[Stored entries]
########
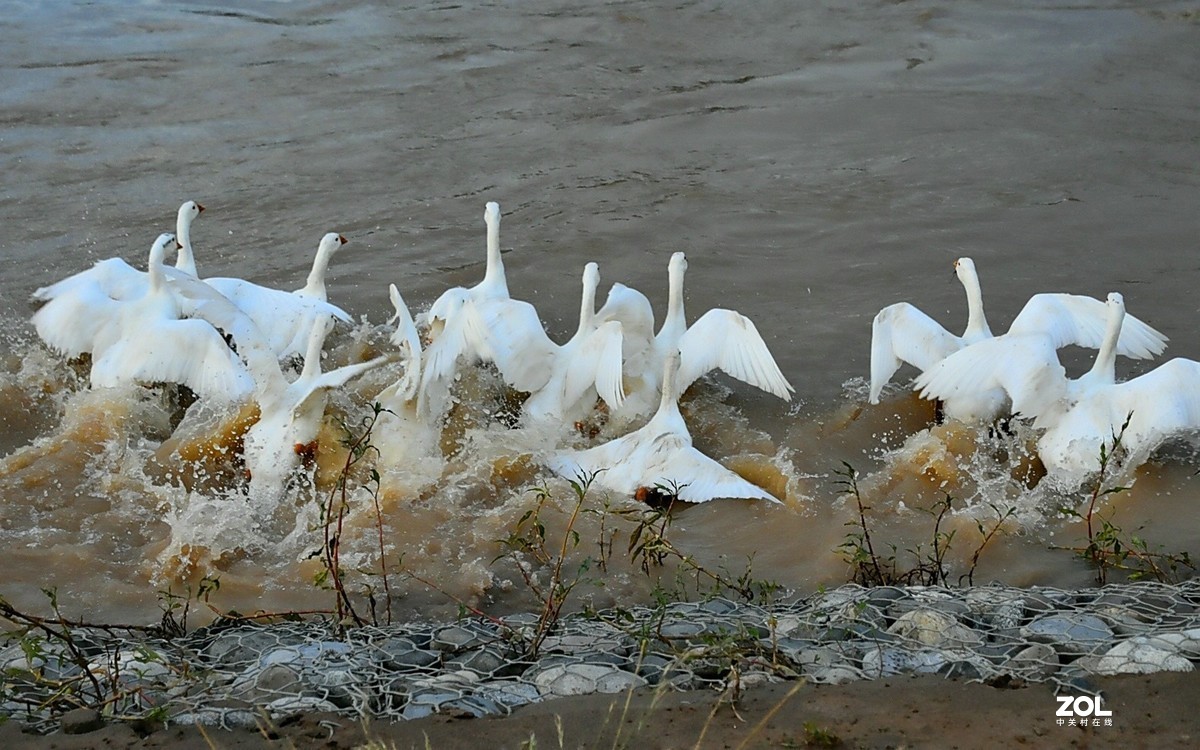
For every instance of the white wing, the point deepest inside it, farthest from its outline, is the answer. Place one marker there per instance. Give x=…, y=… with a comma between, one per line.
x=189, y=352
x=286, y=318
x=509, y=334
x=1164, y=401
x=729, y=341
x=1025, y=367
x=1080, y=321
x=408, y=341
x=597, y=363
x=636, y=317
x=701, y=479
x=71, y=322
x=113, y=277
x=901, y=334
########
(DIRECTIVE):
Write out every line of the entries again, keeping the requests unchanged. Raise each x and y coordinate in the answers by 36 and leave the pictures out.

(RESPONSE):
For every instance of the white wing, the point deepest inside it, farthest from its outline, is the answer. Place one marker there per instance. Give x=…, y=… with a comma between, one per line.
x=225, y=388
x=322, y=354
x=545, y=370
x=1200, y=437
x=765, y=377
x=1061, y=403
x=1116, y=357
x=444, y=377
x=633, y=399
x=672, y=353
x=737, y=515
x=107, y=358
x=149, y=313
x=937, y=370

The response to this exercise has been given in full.